__TASK REQUIREMENTS__
Without the images, print all the entries below exactly as given.

__RECORD SET__

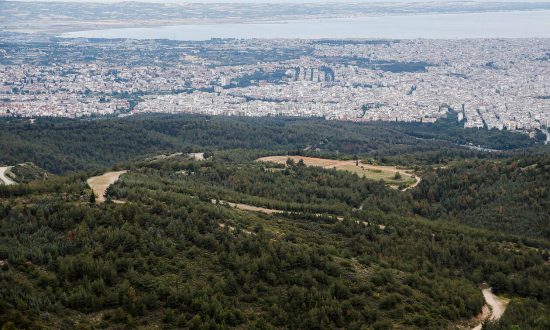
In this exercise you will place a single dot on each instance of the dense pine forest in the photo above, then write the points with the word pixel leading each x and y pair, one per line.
pixel 172 248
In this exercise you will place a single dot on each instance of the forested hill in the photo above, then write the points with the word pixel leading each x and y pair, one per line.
pixel 64 145
pixel 229 242
pixel 511 195
pixel 346 253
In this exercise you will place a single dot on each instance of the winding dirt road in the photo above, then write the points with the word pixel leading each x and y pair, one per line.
pixel 493 310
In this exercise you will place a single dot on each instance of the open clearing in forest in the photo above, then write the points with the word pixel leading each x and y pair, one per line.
pixel 4 178
pixel 373 172
pixel 99 184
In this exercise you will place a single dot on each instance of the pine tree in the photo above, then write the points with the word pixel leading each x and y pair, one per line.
pixel 92 197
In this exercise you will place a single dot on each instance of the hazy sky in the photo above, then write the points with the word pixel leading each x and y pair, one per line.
pixel 275 1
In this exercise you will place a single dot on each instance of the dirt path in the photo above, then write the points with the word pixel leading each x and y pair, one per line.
pixel 4 178
pixel 418 179
pixel 247 207
pixel 99 184
pixel 493 310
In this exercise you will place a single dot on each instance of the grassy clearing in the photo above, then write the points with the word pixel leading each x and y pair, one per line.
pixel 387 174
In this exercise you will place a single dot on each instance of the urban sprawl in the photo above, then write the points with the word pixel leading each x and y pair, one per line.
pixel 489 83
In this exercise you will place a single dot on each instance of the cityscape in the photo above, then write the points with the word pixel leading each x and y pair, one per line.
pixel 489 83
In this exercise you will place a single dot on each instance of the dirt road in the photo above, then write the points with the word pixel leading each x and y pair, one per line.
pixel 493 310
pixel 4 178
pixel 99 184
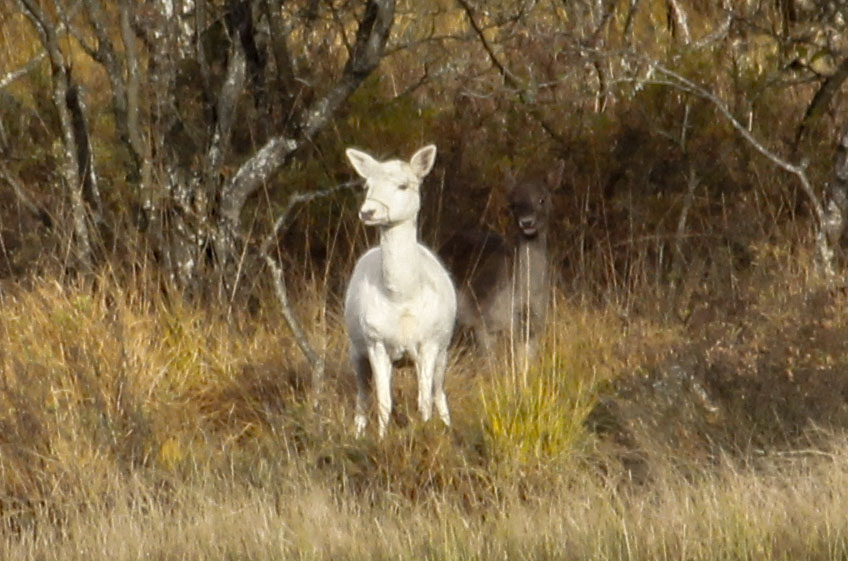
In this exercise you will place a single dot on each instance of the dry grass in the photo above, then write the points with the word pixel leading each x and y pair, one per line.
pixel 134 426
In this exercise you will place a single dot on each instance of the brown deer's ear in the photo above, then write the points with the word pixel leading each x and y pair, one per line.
pixel 554 175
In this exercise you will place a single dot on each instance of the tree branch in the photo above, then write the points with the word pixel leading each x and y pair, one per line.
pixel 278 278
pixel 365 56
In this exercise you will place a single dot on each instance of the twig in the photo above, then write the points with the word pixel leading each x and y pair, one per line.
pixel 315 359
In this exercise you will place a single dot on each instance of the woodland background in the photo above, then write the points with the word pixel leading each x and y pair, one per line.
pixel 177 224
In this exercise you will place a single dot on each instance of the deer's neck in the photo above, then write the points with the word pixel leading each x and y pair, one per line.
pixel 400 255
pixel 532 264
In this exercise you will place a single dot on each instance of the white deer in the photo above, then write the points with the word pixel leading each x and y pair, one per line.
pixel 400 300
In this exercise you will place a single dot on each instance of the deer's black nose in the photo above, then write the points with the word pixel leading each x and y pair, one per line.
pixel 527 222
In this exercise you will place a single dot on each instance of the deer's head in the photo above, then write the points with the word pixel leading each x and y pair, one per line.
pixel 392 187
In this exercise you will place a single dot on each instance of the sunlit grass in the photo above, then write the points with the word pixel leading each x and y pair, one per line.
pixel 136 427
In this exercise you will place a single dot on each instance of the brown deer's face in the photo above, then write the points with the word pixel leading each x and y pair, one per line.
pixel 530 206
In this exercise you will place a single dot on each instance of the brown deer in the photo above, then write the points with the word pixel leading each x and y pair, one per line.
pixel 503 284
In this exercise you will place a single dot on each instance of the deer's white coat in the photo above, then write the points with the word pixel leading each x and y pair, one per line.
pixel 400 300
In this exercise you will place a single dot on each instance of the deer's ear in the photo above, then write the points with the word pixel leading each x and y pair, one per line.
pixel 423 160
pixel 364 164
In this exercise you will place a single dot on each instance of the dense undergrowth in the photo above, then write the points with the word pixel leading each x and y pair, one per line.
pixel 137 425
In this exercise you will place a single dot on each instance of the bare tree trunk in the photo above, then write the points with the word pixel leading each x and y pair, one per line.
pixel 48 32
pixel 365 55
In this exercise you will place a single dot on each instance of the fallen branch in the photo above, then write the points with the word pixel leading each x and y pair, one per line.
pixel 315 359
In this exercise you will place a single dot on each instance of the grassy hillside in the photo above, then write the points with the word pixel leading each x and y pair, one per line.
pixel 137 426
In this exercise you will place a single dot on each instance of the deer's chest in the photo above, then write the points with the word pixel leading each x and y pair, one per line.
pixel 402 326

__THE COMPLETED TASK__
In this exercise you will place a single dot on each instance of the dense pine forest in the photo above, then write the points with the word pixel leading each x and y pair, one per line.
pixel 172 248
In this exercise you will place a single dot on each instance of the forested hill in the photo above, then write the points with the word pixel leading each x and y pair, one per line.
pixel 64 145
pixel 229 242
pixel 511 195
pixel 346 253
In this exercise you will place a single dot on each instance of the winding dirt road in the photo above, then write the points with the word pixel leading each x and y pair, one per line.
pixel 493 310
In this exercise you will place a single dot on each instance of the open clearing in forest in the photo above, then write the points with the word pixel leading each x and y pair, one per line.
pixel 4 178
pixel 373 172
pixel 99 184
In this exercise you will place a single dot on each instance of the pine tree in the photo above, then write the points with the word pixel leading each x and y pair, one per line.
pixel 92 197
In this exercise you will place a single dot on each instance of the hazy sky in the photo above, then write the points with the word pixel leading each x and y pair, one per line.
pixel 275 1
In this exercise you will place a single dot on each instance of the dirt path in the photo above, then write the points with the word pixel leading each x and y pair, one per line.
pixel 4 178
pixel 418 179
pixel 247 207
pixel 99 184
pixel 493 310
In this exercise you will place a single dot on each instance of the grassy clearing in the photo above, then write the points with the word pixel leading each x and y pair, one per line.
pixel 387 174
In this exercise you will place a single dot on each instance of the urban sprawl in the photo above, then write the points with the word pixel leading each x and y pair, one per line.
pixel 489 83
In this exercise you will place a single dot on each instance of the cityscape in the photo above, then write the points with the word pixel leading each x and y pair, one per line.
pixel 489 83
In this exercise you will place a single dot on each instance of the dirt road in the photo above, then write the points with the word pixel leading each x and y pair, one per line.
pixel 493 310
pixel 4 178
pixel 99 184
In this exercise you will place a single dot on each instance of the dry grass in the photo above, then write the points with the word pixel leading each x and y pair, one per line.
pixel 134 426
In this exercise you will place a single dot on each instance of the brown deer's ear in the photo above, then write the points with the word pixel leading each x and y pair, one per line.
pixel 554 175
In this exercise you will place a single dot on each instance of the tree branch in the photo above, then write the points with the word pixel leading each x and y pair, one per line.
pixel 278 278
pixel 365 56
In this exercise you will place a single dot on each instance of the twig in the photo above, then write the points with the word pixel leading each x and y pair, one per line.
pixel 315 359
In this exercise you will place a single dot on each instance of the woodland background in the photo above, then write the points with the word pixel leading each x and y pair, one per line.
pixel 177 224
In this exercise you will place a single dot on each instance of the deer's neck in the photo above, then write the points with the word pixel leading each x and y pair, one per line.
pixel 400 255
pixel 532 264
In this exercise you will place a single dot on each instance of the white deer in the photo above, then write the points with the word pixel leading each x and y pair, one per line.
pixel 400 300
In this exercise you will place a single dot on each instance of the deer's black nose in the photo above, then write the points with the word pixel leading each x and y pair, one per line.
pixel 527 222
In this exercise you will place a single dot on each instance of the deer's head in the photo above, then write the points with the word pixel leading each x and y pair, one per line.
pixel 392 187
In this exercise you will place a single dot on each instance of the sunlit grass in the photo above, then write the points with the word pixel leading each x and y pair, one per line.
pixel 136 427
In this exercise you will place a single dot on each instance of the brown deer's face in the photo above, then write the points with the word pixel leading each x and y pair, one per line.
pixel 530 206
In this exercise you will place a single dot on each instance of the brown deer in the photo above, then write the points with the word pixel leading each x and y pair, one per line.
pixel 503 284
In this exercise you will place a single dot on each instance of the deer's white coat in the photo above, then write the points with the word pixel leading each x and y pair, one per line.
pixel 400 300
In this exercise you will place a single dot on each instance of the deer's ear in the photo above, then write the points with the word pixel leading each x and y pair, one per line.
pixel 423 160
pixel 364 164
In this exercise you will place a single dot on each instance of the dense undergrowth in the photo above, then write the points with the word pixel leading each x and y pair, one per line.
pixel 137 425
In this exercise you will place a single dot on each instance of the bare tree trunk in the photo above, then write the points with the word pixel leading each x and y pair, one per line.
pixel 48 32
pixel 365 55
In this exercise you will place a single dot on each instance of the fallen branch in the photo above, then write the points with the word pixel leading each x and y pair, one per line.
pixel 315 359
In this exercise you will place a single dot on each instance of the grassy hillside in the photo above, then write the points with the word pixel leading each x and y pair, one per line.
pixel 137 426
In this exercise you will place a single dot on each instance of the deer's chest in the photo above, then write the points with the word pixel leading each x and y pair, one per line.
pixel 402 326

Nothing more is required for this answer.